The terror attack targeting Muslims in north London in the early hours of Monday morning was a clear attempt to sow division between communities in the UK. For all the potential dangers, it’s unlikely to succeed.
- London mosque attack: Driver screamed 'I'm going to kill all Muslims'; 10 wounded
- The U.K.’s disturbing post-Brexit race-hate scorecard
- UK Muslim cleric: Hitler sent because Jews were blasphemous, dirty
- Jo Cox’s murder sheds light on Britain's tradition of far-right extremism
Communal relations in this diverse city can be complicated. Finsbury Park mosque, the site of the attack in which one person was killed, was once notorious for the Islamist extremism of some of its leaders.
From the late 1990s it served as the base for Abu Hamza al-Masri, a cartoonish one-eyed, hook-handed preacher who boasted that he’d sustained his gruesome injuries while fighting jihad in Afghanistan.

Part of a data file
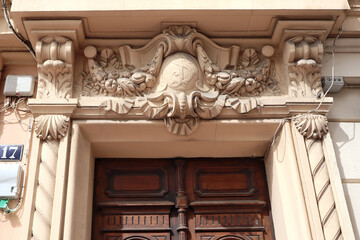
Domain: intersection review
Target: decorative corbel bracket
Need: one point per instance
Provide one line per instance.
(51, 127)
(302, 57)
(55, 57)
(311, 126)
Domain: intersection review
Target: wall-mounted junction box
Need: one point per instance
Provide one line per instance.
(10, 176)
(19, 85)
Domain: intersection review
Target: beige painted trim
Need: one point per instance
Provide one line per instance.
(285, 190)
(32, 182)
(338, 191)
(58, 210)
(86, 144)
(78, 213)
(307, 185)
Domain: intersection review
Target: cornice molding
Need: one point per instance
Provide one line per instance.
(311, 126)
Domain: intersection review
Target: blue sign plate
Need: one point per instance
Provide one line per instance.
(11, 152)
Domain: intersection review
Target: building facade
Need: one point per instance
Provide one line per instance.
(184, 120)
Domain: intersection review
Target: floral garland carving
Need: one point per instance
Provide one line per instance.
(180, 84)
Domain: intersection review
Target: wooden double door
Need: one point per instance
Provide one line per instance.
(179, 199)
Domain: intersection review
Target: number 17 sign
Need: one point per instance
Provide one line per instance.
(11, 152)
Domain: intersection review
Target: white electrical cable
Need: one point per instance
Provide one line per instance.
(18, 35)
(284, 120)
(26, 157)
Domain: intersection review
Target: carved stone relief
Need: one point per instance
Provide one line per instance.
(303, 56)
(180, 76)
(55, 56)
(55, 67)
(51, 127)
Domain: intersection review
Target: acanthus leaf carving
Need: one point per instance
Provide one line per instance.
(119, 80)
(55, 67)
(303, 56)
(181, 83)
(305, 79)
(51, 127)
(311, 125)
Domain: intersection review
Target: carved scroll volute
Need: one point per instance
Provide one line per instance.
(302, 57)
(311, 126)
(55, 57)
(51, 127)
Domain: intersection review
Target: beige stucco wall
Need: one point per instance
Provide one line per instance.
(344, 127)
(344, 133)
(12, 132)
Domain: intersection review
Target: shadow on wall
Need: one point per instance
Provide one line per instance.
(340, 138)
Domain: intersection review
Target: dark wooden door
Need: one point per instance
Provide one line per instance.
(180, 199)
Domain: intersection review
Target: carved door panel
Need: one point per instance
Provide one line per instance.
(213, 199)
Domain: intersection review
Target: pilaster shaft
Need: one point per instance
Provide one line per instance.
(55, 68)
(313, 127)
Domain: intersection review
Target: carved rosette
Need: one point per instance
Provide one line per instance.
(303, 55)
(313, 127)
(173, 78)
(55, 67)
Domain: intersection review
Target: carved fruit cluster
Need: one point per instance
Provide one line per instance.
(111, 78)
(250, 78)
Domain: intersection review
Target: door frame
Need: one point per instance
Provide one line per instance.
(90, 139)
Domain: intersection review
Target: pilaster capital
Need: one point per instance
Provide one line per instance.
(51, 127)
(302, 57)
(55, 56)
(311, 126)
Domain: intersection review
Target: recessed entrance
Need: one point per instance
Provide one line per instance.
(168, 199)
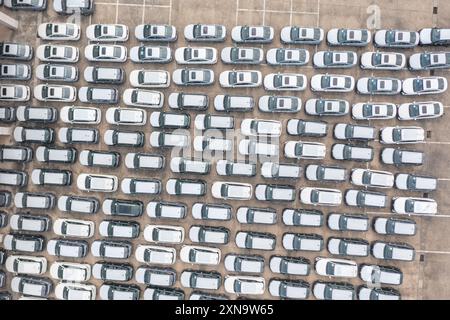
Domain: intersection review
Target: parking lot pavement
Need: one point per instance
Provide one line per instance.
(425, 278)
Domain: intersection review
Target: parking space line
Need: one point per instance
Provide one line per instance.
(117, 11)
(290, 13)
(433, 252)
(444, 215)
(237, 11)
(277, 11)
(264, 12)
(170, 12)
(143, 12)
(133, 5)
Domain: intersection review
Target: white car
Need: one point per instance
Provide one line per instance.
(302, 217)
(405, 205)
(332, 83)
(97, 183)
(140, 186)
(202, 143)
(70, 271)
(279, 104)
(390, 38)
(400, 157)
(258, 127)
(242, 55)
(75, 291)
(57, 53)
(349, 37)
(193, 77)
(375, 274)
(185, 165)
(155, 32)
(333, 291)
(126, 116)
(383, 61)
(200, 255)
(205, 211)
(274, 192)
(105, 53)
(229, 168)
(304, 150)
(247, 215)
(285, 82)
(369, 293)
(424, 85)
(434, 36)
(210, 121)
(413, 182)
(252, 34)
(26, 264)
(395, 226)
(335, 59)
(348, 222)
(196, 55)
(345, 131)
(241, 285)
(143, 98)
(144, 161)
(185, 187)
(150, 78)
(14, 92)
(164, 234)
(372, 178)
(205, 32)
(365, 199)
(314, 172)
(429, 60)
(336, 267)
(166, 140)
(75, 135)
(57, 93)
(232, 190)
(273, 170)
(244, 263)
(378, 85)
(393, 251)
(251, 147)
(287, 57)
(151, 54)
(107, 32)
(420, 110)
(155, 254)
(230, 103)
(74, 228)
(21, 134)
(240, 79)
(402, 135)
(298, 127)
(327, 107)
(321, 196)
(301, 35)
(59, 31)
(80, 115)
(374, 111)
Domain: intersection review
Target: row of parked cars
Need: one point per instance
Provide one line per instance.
(230, 55)
(220, 190)
(384, 38)
(63, 7)
(229, 79)
(40, 288)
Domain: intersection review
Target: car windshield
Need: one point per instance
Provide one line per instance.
(418, 85)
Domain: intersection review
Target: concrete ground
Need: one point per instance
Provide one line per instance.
(425, 278)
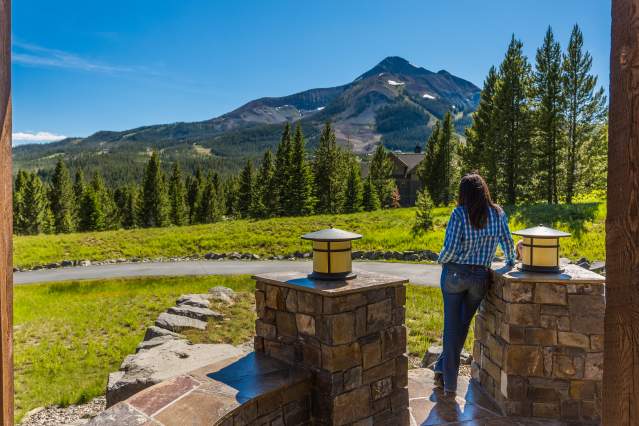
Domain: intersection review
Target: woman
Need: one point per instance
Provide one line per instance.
(476, 227)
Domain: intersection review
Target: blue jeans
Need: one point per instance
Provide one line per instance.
(463, 289)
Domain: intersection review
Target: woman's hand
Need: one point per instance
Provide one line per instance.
(519, 250)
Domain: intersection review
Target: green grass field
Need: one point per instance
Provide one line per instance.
(382, 230)
(69, 336)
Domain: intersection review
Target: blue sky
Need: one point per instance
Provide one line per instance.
(84, 66)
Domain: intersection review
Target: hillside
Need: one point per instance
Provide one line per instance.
(383, 230)
(395, 102)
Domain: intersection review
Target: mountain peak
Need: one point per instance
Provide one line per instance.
(394, 65)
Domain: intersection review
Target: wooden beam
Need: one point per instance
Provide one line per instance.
(621, 357)
(6, 220)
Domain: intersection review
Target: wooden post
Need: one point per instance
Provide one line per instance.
(621, 359)
(6, 220)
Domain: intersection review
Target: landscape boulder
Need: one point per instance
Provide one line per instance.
(196, 300)
(178, 323)
(155, 331)
(202, 314)
(162, 362)
(221, 294)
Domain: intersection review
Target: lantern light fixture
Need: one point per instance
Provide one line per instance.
(332, 254)
(540, 249)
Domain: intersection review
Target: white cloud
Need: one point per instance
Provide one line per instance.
(19, 138)
(38, 56)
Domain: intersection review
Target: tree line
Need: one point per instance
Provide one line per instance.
(540, 133)
(289, 183)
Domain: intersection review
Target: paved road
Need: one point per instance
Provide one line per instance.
(420, 274)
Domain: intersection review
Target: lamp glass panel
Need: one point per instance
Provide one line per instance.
(543, 253)
(320, 245)
(320, 261)
(340, 261)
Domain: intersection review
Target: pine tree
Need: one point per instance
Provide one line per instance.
(381, 169)
(370, 201)
(62, 199)
(423, 214)
(246, 194)
(480, 151)
(126, 201)
(428, 167)
(512, 121)
(445, 168)
(194, 194)
(231, 191)
(92, 216)
(354, 189)
(20, 224)
(301, 177)
(153, 202)
(395, 198)
(177, 197)
(282, 175)
(549, 106)
(107, 205)
(220, 198)
(209, 209)
(330, 173)
(78, 190)
(37, 213)
(266, 203)
(585, 108)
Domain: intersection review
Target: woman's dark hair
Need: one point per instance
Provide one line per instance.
(475, 197)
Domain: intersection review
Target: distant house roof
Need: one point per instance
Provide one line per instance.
(410, 160)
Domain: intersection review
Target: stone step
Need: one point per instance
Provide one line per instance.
(202, 314)
(179, 323)
(193, 300)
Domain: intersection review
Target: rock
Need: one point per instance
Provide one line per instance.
(202, 314)
(411, 256)
(598, 266)
(431, 356)
(431, 255)
(193, 300)
(156, 341)
(178, 323)
(154, 331)
(583, 262)
(222, 294)
(159, 363)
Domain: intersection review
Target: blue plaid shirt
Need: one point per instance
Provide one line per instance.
(468, 245)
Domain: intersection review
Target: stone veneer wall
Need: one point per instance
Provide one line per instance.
(353, 343)
(539, 344)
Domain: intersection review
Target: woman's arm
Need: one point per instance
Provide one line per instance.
(506, 240)
(452, 239)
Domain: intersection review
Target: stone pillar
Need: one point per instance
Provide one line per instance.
(539, 343)
(350, 334)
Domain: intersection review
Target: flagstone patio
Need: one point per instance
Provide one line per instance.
(255, 387)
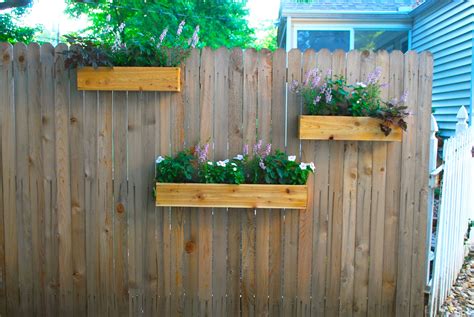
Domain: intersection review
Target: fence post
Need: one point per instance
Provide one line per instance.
(432, 185)
(462, 117)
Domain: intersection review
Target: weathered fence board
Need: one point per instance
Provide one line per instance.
(79, 231)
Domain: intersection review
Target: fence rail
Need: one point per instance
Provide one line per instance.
(455, 210)
(79, 230)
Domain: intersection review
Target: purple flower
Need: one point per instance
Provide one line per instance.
(315, 82)
(328, 95)
(121, 27)
(295, 86)
(180, 28)
(267, 151)
(312, 77)
(195, 38)
(257, 147)
(374, 76)
(404, 97)
(317, 99)
(202, 152)
(162, 37)
(246, 149)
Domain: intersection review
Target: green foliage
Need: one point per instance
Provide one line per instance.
(260, 168)
(333, 96)
(179, 169)
(11, 29)
(280, 170)
(222, 23)
(222, 172)
(267, 38)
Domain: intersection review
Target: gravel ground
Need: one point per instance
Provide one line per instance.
(460, 301)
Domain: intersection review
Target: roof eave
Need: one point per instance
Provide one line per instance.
(348, 15)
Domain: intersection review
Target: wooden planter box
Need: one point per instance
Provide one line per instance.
(232, 196)
(129, 78)
(345, 128)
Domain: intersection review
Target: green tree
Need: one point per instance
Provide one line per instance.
(11, 29)
(222, 23)
(267, 37)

* [Exercise task A] In the article on the Finsbury Park mosque attack, replace "preacher" with "cleric" and write out the passage starting at "- London mosque" and ending at "jihad in Afghanistan.".
* [Exercise task B]
Answer these questions from the article on the Finsbury Park mosque attack:
(i) How many people were wounded, according to the first linked headline?
(ii) From when did the mosque serve as Abu Hamza al-Masri's base?
(iii) Where did he claim he had sustained his injuries?
* [Exercise task C] What comes next in the article on the Finsbury Park mosque attack? Continue it after its last sentence.

* [Written response A]
- London mosque attack: Driver screamed 'I'm going to kill all Muslims'; 10 wounded
- The U.K.’s disturbing post-Brexit race-hate scorecard
- UK Muslim cleric: Hitler sent because Jews were blasphemous, dirty
- Jo Cox’s murder sheds light on Britain's tradition of far-right extremism
Communal relations in this diverse city can be complicated. Finsbury Park mosque, the site of the attack in which one person was killed, was once notorious for the Islamist extremism of some of its leaders.
From the late 1990s it served as the base for Abu Hamza al-Masri, a cartoonish one-eyed, hook-handed cleric who boasted that he’d sustained his gruesome injuries while fighting jihad in Afghanistan.

* [Written response B]
(i) 10
(ii) From the late 1990s
(iii) While fighting jihad in Afghanistan

* [Written response C]
Under his control, a series of al-Qaeda operatives passed through the mosque, including the so-called shoe-bomber Richard Reid and Zacarias Moussaoui, linked to the 9/11 plot. There were reports of hand-to-hand combat and weapons training inside the center, which became a by-word for radicalization.
Eventually, in 2003, after more than 100 police officers raided the mosque in an counter-terror operation, it was shut down and Abu Hamza was sacked.
Undeterred, he and a series of his acolytes continued to hold heavily-policed services in the street outside the mosque. He was finally arrested, convicted of charges of incitement to murder and to racial hatred, and jailed in the UK for seven years for his links to terror and subsequently extradited to the U.S. where he is now serving a life sentence.
These connections have made Finsbury Park one of the best-known mosques in London, if not the UK, and as such it has previously been a target for anti-Muslim hate crimes. As well as the abusive emails and the threatening letters that tend to follow terror incidents elsewhere in Europe, in December 2015 the center was targeted in an attempted arson attack.
But in the years since Abu Hamza’s tenure, the mosque’s management has worked hard to turn a place with such a grim reputation into a friendly and open resource.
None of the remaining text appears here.